**EXERCISE DESCRIPTION**
Retype the listing exactly, so that the copy matches it line for line.

**EXERCISE MATERIALS**

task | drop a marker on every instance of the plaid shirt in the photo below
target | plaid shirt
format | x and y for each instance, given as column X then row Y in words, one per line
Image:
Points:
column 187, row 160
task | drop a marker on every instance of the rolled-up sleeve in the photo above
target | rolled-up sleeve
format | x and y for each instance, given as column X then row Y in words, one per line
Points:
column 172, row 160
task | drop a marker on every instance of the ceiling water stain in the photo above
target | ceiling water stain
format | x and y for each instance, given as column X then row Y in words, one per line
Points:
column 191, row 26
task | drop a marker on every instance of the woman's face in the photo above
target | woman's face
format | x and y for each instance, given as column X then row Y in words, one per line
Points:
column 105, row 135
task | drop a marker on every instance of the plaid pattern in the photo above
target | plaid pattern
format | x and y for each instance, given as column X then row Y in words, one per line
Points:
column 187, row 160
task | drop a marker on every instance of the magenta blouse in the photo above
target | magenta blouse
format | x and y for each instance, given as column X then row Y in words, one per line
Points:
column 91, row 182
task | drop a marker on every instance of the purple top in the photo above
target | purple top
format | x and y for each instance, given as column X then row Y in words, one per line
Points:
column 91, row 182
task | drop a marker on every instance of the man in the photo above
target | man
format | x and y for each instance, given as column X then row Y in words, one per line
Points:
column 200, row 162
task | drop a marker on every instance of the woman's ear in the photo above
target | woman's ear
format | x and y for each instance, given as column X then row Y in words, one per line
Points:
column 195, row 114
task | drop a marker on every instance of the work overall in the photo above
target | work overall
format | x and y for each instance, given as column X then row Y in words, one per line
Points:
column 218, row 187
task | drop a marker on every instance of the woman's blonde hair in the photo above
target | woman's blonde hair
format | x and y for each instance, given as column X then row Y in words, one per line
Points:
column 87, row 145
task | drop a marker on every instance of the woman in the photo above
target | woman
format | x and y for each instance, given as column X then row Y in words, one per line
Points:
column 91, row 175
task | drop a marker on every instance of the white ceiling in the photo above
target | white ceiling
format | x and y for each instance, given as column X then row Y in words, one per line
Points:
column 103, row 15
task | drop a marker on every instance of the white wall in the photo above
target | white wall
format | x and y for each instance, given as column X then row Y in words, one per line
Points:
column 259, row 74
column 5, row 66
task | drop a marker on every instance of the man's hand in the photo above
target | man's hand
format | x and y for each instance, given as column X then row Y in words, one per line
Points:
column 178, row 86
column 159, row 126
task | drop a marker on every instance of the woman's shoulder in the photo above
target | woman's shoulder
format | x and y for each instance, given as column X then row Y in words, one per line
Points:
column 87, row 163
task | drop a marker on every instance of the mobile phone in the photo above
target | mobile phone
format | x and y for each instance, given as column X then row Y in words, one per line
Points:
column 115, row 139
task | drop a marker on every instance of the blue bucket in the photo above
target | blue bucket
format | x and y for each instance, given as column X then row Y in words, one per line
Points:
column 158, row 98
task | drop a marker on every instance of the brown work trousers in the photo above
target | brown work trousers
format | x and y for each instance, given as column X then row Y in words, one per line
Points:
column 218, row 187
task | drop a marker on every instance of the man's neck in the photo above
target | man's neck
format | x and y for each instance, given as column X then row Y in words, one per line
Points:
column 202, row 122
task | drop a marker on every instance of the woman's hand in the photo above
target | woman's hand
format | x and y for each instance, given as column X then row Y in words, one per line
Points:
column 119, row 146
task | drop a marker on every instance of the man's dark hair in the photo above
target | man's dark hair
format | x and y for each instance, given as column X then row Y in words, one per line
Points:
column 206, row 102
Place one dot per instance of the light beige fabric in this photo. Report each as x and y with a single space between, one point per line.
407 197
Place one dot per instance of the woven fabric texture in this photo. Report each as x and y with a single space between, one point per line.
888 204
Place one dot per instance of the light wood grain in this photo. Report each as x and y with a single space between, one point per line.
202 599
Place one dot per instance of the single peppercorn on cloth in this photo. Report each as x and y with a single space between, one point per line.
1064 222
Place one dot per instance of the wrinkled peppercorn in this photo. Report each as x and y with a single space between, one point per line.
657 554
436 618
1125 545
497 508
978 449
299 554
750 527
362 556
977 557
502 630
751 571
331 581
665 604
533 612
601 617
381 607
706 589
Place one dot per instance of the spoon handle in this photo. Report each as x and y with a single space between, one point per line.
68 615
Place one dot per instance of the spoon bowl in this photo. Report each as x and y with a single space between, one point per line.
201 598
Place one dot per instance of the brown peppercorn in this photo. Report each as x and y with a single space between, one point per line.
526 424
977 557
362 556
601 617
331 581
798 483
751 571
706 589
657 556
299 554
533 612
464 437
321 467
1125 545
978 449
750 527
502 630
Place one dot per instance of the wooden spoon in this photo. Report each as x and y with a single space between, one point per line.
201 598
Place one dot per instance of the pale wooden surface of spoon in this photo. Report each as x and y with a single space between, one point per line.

**TASK RESPONSE**
task | drop a marker on every instance of the plaid shirt in the photo below
target | plaid shirt
format | x and y for each instance, given as column X then row Y in words, one per line
Image:
Points:
column 187, row 160
task | drop a marker on every instance of the rolled-up sleeve in the photo above
target | rolled-up sleeve
format | x and y for each instance, given as column X then row Y in words, one per line
Points:
column 172, row 160
task | drop a marker on every instance of the ceiling water stain in the photo above
target | ceiling water stain
format | x and y for each instance, given as column X then row Y in words, one per line
Points:
column 191, row 26
task | drop a marker on every instance of the woman's face in the photo above
target | woman's face
format | x and y for each instance, given as column X then row Y in words, one per line
Points:
column 105, row 135
task | drop a marker on every instance of the plaid pattern in the photo above
target | plaid pattern
format | x and y for each instance, given as column X then row Y in words, one per line
Points:
column 187, row 160
task | drop a marker on every instance of the magenta blouse in the photo above
target | magenta blouse
format | x and y for each instance, given as column X then row Y in words, one per line
Points:
column 91, row 182
task | drop a marker on every instance of the purple top in the photo above
target | purple top
format | x and y for each instance, given as column X then row Y in words, one per line
Points:
column 91, row 182
task | drop a marker on every instance of the man in the photo above
target | man
format | x and y for each instance, given as column X then row Y in words, one per line
Points:
column 200, row 162
task | drop a marker on every instance of the woman's ear in the photo above
target | woman's ear
format | x and y for each instance, given as column X then row Y in words, one per line
Points:
column 195, row 114
task | drop a marker on every instance of the work overall in the photo above
target | work overall
format | x and y for each instance, given as column X then row Y in words, one per line
Points:
column 218, row 187
task | drop a marker on every instance of the woman's blonde hair in the photo above
target | woman's blonde hair
format | x and y for each instance, given as column X then row Y in words, one per line
Points:
column 87, row 145
task | drop a marker on every instance of the woman in the photo above
target | woman
format | x and y for each instance, given as column X then row Y in words, one per line
Points:
column 91, row 175
task | drop a marker on every instance of the white ceiling in the photo above
target | white ceiling
format | x and y for each instance, given as column X then row Y in words, one per line
Points:
column 103, row 15
task | drop a marker on every instance of the white wall in the photo above
target | white wall
format | x and y for each instance, given as column X then row Y in words, one per line
Points:
column 259, row 74
column 5, row 66
task | drop a marker on every instance of the man's hand in the photo above
target | man's hand
format | x and y for each instance, given as column X then row Y in words, one per line
Points:
column 178, row 86
column 159, row 126
task | drop a marker on every instance of the woman's shoulder in the photo above
target | woman's shoulder
format | x and y for each instance, given as column X then row Y in words, one per line
Points:
column 87, row 163
task | drop a marker on every instance of the mobile phone in the photo above
target | mobile phone
format | x and y for each instance, given as column X then row Y in words, one per line
Points:
column 115, row 139
task | drop a marker on every instance of the blue bucket in the photo above
target | blue bucket
format | x and y for each instance, given as column X then row Y in words, one per line
Points:
column 158, row 98
task | drop a marker on every instance of the brown work trousers in the photo above
target | brown work trousers
format | x and y for each instance, given as column X then row Y in words, one per line
Points:
column 218, row 187
task | drop a marker on every instance of the man's neck in the photo above
target | man's neck
format | x and y for each instance, given as column X then row Y in words, one per line
Points:
column 202, row 122
task | drop a marker on every instance of the woman's hand in the photo above
target | woman's hand
format | x and y for each instance, given as column X then row Y in words, one per line
Points:
column 119, row 146
task | drop a marker on every instance of the man's dark hair in the photo above
target | man's dark hair
format | x and y for each instance, given as column X then row Y in words, one per line
Points:
column 206, row 102
Place one dot per instance of the light beige fabric in this photo. Report each as x and y with a single space between, one point per line.
407 197
Place one dot per instance of the woven fabric texture in this photo. Report each as x and y with a single space between, one point per line.
888 204
Place one dot per instance of the light wood grain in this photo. Report each as x and y with a single space between, one point per line.
202 599
Place one dot per instance of the single peppercorn on cloth in this photo. Report each as x and y with a single space between, one point per line.
1064 222
Place one dot per instance of the wrinkled peppercorn in this photo. Report each as x and y with a single space between, one point per line.
657 554
436 618
1125 545
497 508
978 449
299 554
750 527
362 556
977 557
502 630
751 571
331 581
665 604
533 612
601 617
381 607
706 589
Place one dot per instance of the spoon handle in this photo. Report each as x and y with a single space between, one point per line.
68 615
Place one dot per instance of the spoon bowl in this photo. Report each as x and y with a single space between, one point per line.
201 598
Place one dot per instance of the brown peppercorn in this photo. Report each as x and y with a single space between, one point per line.
526 424
977 557
362 556
601 617
331 581
798 483
751 571
706 589
657 556
299 554
533 612
464 437
321 467
1125 545
978 449
750 527
502 630
Place one dot per instance of the wooden spoon in this photo. Report each as x and y with a single space between, one point per line.
201 598
Place one dot per instance of the pale wooden surface of spoon in this photo. Report each as x and y with a single space between, one point per line.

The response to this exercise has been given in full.